Researchers from Technology Innovation Institute, Abu Dhabi introduced the Falcon series, which includes models with 7 billion, 40 billion, and 180 billion parameters. These models, which are intended to be causal decoder-only models, were trained on a high-quality, varied corpus that was mostly obtained from online data. Falcon-180B, the largest model in the series, is the only publicly available pretraining run ever, having been trained on a dataset of more than 3.5 trillion text tokens.

The researchers discovered that Falcon-180B shows great advancements over other models, including PaLM or Chinchilla. It outperforms models that are being developed concurrently, such as LLaMA 2 or Inflection-1. Falcon-180B achieves performance close to PaLM-2-Large, which is noteworthy given its lower pretraining and inference costs. With this ranking, Falcon-180B joins GPT-4 and PaLM-2-Large as the leading language models in the world. For more information, see the following resources:

Mistral

Mistral 7B v0.1 is a cutting-edge 7-billion-parameter language model that has been developed for remarkable effectiveness and performance. Mistral 7B breaks all previous records, outperforming Llama 2 13B in every benchmark and even Llama 1 34B in crucial domains like logic, math, and coding.

## [PARTS OF THE EXERCISE]
1 – For each statement (a), (b) and (c), say whether it agrees with the page text, answering yes or no and quoting the deciding words of the page text: (a) Falcon-180B was trained on more than 3.5 trillion text tokens; (b) Mistral 7B falls behind Llama 2 13B on some benchmarks; (c) Falcon-180B performs far above PaLM-2-Large.
2 – Transcribe the page text word for word from "The researchers discovered" to "math, and coding.".

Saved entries
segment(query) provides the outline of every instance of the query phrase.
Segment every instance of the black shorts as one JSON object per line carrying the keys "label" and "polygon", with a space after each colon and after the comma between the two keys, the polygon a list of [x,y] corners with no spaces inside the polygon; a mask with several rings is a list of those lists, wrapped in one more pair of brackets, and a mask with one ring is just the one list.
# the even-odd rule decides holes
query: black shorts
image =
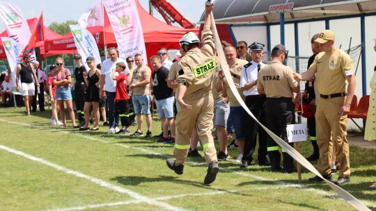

## [ANSWER LIST]
1 –
(a) Yes: "having been trained on a dataset of more than 3.5 trillion text tokens"
(b) No: "outperforming Llama 2 13B in every benchmark"
(c) No: "Falcon-180B achieves performance close to PaLM-2-Large"

2 –
The researchers discovered that Falcon-180B shows great advancements over other models, including PaLM or Chinchilla. It outperforms models that are being developed concurrently, such as LLaMA 2 or Inflection-1. Falcon-180B achieves performance close to PaLM-2-Large, which is noteworthy given its lower pretraining and inference costs. With this ranking, Falcon-180B joins GPT-4 and PaLM-2-Large as the leading language models in the world. For more information, see the following resources:

Mistral

Mistral 7B v0.1 is a cutting-edge 7-billion-parameter language model that has been developed for remarkable effectiveness and performance. Mistral 7B breaks all previous records, outperforming Llama 2 13B in every benchmark and even Llama 1 34B in crucial domains like logic, math, and coding.